__What this task involves__
In the material below, the required lines run from the one containing "[ ] one point per instance of the purple" through the one containing "[ ] one point per instance of the hand". Copy those lines exactly, ends included, and nothing else.

__Supplied data__
----

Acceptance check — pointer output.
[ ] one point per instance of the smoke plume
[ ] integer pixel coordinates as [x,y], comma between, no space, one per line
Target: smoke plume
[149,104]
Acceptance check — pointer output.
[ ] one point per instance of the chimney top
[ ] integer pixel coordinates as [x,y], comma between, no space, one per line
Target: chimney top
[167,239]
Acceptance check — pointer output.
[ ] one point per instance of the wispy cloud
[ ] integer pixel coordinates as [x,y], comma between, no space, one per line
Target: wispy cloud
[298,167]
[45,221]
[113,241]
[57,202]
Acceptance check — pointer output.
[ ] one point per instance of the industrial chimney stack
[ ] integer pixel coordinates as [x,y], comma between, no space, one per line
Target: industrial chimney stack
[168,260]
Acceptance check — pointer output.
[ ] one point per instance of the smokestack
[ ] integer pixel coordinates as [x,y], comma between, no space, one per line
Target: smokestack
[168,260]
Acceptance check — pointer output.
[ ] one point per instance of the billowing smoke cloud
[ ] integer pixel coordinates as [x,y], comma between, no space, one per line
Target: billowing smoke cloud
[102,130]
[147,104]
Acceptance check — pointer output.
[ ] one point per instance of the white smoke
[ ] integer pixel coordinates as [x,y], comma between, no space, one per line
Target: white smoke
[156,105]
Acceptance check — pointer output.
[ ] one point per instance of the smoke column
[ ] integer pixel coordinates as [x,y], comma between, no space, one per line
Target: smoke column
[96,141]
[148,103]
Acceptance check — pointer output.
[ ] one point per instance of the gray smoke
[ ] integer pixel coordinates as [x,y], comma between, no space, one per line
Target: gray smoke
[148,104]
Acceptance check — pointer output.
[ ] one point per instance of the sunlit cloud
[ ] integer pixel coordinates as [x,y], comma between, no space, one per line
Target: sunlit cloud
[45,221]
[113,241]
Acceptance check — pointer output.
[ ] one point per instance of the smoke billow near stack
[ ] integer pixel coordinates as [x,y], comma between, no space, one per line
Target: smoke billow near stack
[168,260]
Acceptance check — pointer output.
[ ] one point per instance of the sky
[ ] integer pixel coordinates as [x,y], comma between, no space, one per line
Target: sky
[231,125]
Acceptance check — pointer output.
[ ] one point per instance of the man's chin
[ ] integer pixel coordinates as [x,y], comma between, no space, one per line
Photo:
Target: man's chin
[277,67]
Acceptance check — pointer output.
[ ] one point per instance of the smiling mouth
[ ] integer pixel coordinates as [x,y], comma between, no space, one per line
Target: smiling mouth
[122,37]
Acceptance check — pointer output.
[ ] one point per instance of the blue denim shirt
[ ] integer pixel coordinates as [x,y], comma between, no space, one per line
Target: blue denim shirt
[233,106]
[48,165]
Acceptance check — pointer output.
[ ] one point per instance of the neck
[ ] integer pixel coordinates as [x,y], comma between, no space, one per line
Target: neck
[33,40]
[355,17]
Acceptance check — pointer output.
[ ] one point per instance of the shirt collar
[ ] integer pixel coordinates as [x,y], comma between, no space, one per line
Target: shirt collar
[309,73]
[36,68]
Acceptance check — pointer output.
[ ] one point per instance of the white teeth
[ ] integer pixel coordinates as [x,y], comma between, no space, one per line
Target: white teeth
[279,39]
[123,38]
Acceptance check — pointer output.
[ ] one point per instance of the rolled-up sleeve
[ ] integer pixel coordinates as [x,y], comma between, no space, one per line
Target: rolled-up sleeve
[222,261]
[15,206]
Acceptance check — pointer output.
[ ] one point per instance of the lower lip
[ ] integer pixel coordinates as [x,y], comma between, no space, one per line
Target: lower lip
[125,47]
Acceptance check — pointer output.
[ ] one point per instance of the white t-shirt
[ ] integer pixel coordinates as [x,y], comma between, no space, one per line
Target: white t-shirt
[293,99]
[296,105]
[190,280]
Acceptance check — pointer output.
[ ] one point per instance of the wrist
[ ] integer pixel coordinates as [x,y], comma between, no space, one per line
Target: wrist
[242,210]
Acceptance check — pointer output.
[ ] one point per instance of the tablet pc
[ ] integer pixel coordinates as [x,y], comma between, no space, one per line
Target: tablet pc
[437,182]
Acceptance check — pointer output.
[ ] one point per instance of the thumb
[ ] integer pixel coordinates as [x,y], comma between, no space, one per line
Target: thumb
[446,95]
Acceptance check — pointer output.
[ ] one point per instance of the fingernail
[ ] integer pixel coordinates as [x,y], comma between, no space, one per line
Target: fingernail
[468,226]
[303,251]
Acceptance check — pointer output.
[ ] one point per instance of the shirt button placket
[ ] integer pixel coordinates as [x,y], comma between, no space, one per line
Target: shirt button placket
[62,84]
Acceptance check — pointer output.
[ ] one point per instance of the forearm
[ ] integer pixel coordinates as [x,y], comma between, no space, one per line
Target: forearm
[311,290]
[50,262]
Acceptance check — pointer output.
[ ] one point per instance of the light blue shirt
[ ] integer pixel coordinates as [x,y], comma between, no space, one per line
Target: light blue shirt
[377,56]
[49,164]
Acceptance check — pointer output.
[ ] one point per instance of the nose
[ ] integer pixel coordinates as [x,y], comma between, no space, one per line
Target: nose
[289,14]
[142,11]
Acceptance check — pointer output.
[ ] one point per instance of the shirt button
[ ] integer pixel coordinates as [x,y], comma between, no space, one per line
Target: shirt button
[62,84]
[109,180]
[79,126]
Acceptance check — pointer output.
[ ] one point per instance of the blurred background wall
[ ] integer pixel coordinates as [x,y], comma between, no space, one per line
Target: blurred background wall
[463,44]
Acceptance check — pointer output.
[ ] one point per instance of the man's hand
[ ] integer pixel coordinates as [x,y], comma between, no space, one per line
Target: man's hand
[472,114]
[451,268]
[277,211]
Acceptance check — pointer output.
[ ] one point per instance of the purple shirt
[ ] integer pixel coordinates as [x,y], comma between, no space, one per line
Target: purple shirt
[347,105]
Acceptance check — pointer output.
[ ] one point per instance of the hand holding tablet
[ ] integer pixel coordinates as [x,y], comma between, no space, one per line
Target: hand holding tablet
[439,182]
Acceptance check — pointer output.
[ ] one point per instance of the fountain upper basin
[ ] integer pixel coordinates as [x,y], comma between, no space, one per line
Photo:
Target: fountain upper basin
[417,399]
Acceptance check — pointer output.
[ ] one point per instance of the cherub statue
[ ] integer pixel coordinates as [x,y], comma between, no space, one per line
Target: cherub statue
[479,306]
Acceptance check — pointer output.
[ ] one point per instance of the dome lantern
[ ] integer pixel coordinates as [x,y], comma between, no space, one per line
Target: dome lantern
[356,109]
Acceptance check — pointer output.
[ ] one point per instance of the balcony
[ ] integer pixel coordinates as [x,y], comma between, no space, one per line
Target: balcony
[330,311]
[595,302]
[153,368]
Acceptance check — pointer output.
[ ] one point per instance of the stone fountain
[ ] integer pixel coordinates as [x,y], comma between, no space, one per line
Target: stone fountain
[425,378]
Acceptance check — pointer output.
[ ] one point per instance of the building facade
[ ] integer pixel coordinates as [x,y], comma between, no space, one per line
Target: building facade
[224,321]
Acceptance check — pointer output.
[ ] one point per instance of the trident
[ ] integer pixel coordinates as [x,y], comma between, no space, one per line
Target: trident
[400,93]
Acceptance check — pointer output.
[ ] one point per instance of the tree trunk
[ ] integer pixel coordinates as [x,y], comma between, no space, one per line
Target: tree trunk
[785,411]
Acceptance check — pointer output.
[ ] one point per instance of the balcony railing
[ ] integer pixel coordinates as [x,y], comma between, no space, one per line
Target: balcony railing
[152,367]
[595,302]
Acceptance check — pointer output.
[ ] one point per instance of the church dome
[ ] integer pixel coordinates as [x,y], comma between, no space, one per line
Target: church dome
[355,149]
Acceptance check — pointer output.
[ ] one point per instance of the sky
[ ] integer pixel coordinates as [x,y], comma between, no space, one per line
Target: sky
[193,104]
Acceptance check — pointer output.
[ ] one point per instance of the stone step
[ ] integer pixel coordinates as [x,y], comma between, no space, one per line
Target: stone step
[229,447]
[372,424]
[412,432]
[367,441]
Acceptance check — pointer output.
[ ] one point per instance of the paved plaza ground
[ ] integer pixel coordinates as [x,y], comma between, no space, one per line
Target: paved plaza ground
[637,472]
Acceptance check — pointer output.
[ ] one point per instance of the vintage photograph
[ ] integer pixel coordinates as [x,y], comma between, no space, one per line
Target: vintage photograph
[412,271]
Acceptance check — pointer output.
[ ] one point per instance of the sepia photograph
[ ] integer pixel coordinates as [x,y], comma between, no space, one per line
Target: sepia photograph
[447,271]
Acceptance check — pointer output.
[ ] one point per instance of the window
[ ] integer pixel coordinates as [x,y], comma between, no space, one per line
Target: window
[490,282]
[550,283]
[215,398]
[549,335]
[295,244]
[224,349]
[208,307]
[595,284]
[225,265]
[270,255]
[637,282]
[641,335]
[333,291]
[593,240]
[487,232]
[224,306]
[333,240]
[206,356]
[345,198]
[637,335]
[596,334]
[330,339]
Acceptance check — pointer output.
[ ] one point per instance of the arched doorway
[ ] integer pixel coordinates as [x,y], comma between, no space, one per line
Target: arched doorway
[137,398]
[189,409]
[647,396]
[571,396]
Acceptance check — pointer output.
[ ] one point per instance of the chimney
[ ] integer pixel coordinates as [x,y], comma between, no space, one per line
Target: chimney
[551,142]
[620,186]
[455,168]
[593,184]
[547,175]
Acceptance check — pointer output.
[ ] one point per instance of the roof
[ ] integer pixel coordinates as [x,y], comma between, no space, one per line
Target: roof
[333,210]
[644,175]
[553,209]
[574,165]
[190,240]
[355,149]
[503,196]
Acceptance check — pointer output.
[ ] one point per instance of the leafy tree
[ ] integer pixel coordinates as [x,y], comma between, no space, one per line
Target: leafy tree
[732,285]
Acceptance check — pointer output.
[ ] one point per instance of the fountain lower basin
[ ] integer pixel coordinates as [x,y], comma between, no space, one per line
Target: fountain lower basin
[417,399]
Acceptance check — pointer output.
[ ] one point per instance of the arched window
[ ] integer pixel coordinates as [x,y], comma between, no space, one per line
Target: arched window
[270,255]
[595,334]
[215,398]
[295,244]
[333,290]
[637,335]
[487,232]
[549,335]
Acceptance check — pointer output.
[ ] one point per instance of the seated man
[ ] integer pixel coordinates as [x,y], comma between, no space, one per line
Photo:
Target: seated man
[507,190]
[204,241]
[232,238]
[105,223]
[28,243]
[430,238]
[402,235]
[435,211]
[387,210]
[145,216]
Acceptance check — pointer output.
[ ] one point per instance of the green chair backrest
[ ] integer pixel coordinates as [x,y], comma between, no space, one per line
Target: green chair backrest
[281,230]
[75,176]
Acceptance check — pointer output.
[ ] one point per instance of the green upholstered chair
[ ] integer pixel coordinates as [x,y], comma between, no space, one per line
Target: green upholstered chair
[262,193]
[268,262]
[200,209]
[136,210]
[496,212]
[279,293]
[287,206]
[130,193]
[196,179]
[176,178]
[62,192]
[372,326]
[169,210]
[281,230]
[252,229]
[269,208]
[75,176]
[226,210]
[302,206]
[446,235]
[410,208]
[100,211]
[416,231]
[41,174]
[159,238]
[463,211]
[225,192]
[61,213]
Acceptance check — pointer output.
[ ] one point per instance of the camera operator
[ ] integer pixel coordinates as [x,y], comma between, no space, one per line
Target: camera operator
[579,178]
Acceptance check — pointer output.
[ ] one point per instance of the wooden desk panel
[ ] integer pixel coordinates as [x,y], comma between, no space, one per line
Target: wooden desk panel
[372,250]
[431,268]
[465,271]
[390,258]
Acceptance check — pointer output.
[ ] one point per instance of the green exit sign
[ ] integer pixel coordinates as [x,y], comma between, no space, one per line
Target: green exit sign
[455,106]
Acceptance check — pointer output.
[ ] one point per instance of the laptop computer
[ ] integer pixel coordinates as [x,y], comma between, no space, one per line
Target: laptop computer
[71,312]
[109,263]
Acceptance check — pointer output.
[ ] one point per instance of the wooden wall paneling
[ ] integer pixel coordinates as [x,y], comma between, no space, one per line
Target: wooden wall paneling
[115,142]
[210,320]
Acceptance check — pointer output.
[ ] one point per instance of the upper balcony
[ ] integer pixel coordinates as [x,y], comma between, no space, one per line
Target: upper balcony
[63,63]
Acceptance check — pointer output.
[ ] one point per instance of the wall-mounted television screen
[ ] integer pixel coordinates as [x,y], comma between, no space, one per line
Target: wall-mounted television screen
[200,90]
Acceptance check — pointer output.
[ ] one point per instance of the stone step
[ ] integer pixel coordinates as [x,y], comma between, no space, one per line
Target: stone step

----

__Output of the task__
[ ] one point per instance of the purple shirt
[ ] integer pixel coordinates as [x,y], comma between, no space, one per line
Target: purple shirt
[347,105]
Acceptance check — pointer output.
[ ] one point per instance of the hand holding tablet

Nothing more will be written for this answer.